Eterno Juncker
Há pelo menos duas caras do ex-presidente do Eurogrupo: o irônico e o realista
Há pelo menos dois Jean-Claude Juncker reunidos nessa figura que há mais de um quarto de século ocupa cargos de responsabilidade, que tem a história recente da Europa na cabeça, que representa o melhor da democracia cristã (liberal no aspecto econômico, progressista no social) e que frequentemente oferece uma visão refrescante do cinzento cenário comunitário, com um senso de humor muito, muito particular.
Há o Juncker realista, que lançou um discurso complacente com seu legado à frente do Eurogrupo, que reúne ministros de Finanças e outras autoridades econômicas da zona do euro. “Fiz tudo o que era possível para evitar a catástrofe”, afirmou. Num tom impecavelmente diplomático com seu partido, buscando os votos que lhe permitiriam ser o candidato conservador nas eleições europeias de maio, afirmou: “Somos nós quem fizemos as políticas para acabar com a crise fiscal”.
E há também o homem malicioso, agudo, irônico e linguarudo, que em janeiro do ano passado deixou suas responsabilidades à frente do grupo de ministros de Finanças da zona euro fazendo um furioso ataque contra Alemanha (cuja chanceler lhe ofereceu um apoio que cheira a manobra tática: Angela Merkel não gosta de Jean-Claude Juncker) e contra a gestão da crise do euro por parte de dirigentes do seu partido, inclusive ele mesmo. “Tenho muitos interrogantes sobre o ritmo de ajuste que impusemos a muitos países, que têm feito um descomunal esforço que não se vê compensado pela solidariedade europeia”, disse na ocasião. “O ajuste recai sobre os fracos simplesmente porque são mais numerosos”; “Berlim menospreza o drama do desemprego”; e o petardo final: “a Europa”, a Europa alemã, “está aí só para castigar, não para ajudar”.
────
Exercício → Transcreva na íntegra o texto sobre Jean-Claude Juncker, sem mudar uma palavra.

Amostra de dados →
────
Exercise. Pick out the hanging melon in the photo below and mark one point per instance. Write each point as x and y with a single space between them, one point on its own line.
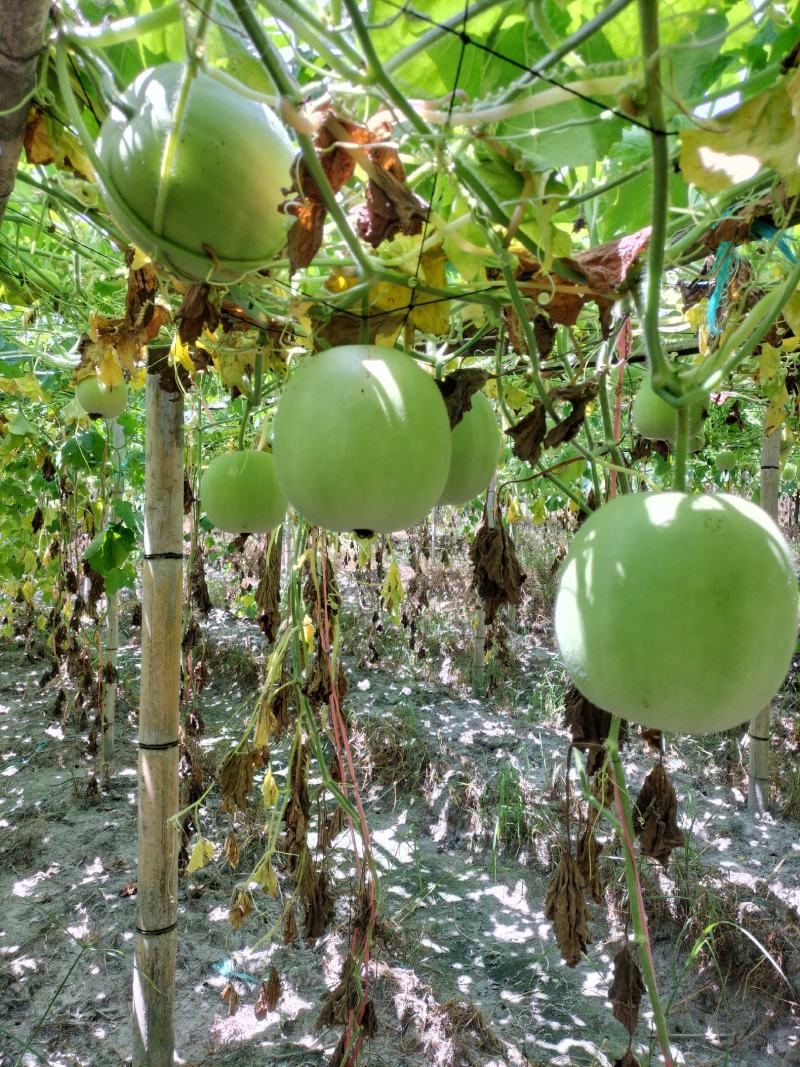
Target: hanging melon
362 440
────
Resposta →
Eterno Juncker
Há pelo menos duas caras do ex-presidente do Eurogrupo: o irônico e o realista
Há pelo menos dois Jean-Claude Juncker reunidos nessa figura que há mais de um quarto de século ocupa cargos de responsabilidade, que tem a história recente da Europa na cabeça, que representa o melhor da democracia cristã (liberal no aspecto econômico, progressista no social) e que frequentemente oferece uma visão refrescante do cinzento cenário comunitário, com um senso de humor muito, muito particular.
Há o Juncker realista, que lançou um discurso complacente com seu legado à frente do Eurogrupo, que reúne ministros de Finanças e outras autoridades econômicas da zona do euro. “Fiz tudo o que era possível para evitar a catástrofe”, afirmou. Num tom impecavelmente diplomático com seu partido, buscando os votos que lhe permitiriam ser o candidato conservador nas eleições europeias de maio, afirmou: “Somos nós quem fizemos as políticas para acabar com a crise fiscal”.
E há também o homem malicioso, agudo, irônico e linguarudo, que em janeiro do ano passado deixou suas responsabilidades à frente do grupo de ministros de Finanças da zona euro fazendo um furioso ataque contra Alemanha (cuja chanceler lhe ofereceu um apoio que cheira a manobra tática: Angela Merkel não gosta de Jean-Claude Juncker) e contra a gestão da crise do euro por parte de dirigentes do seu partido, inclusive ele mesmo. “Tenho muitos interrogantes sobre o ritmo de ajuste que impusemos a muitos países, que têm feito um descomunal esforço que não se vê compensado pela solidariedade europeia”, disse na ocasião. “O ajuste recai sobre os fracos simplesmente porque são mais numerosos”; “Berlim menospreza o drama do desemprego”; e o petardo final: “a Europa”, a Europa alemã, “está aí só para castigar, não para ajudar”.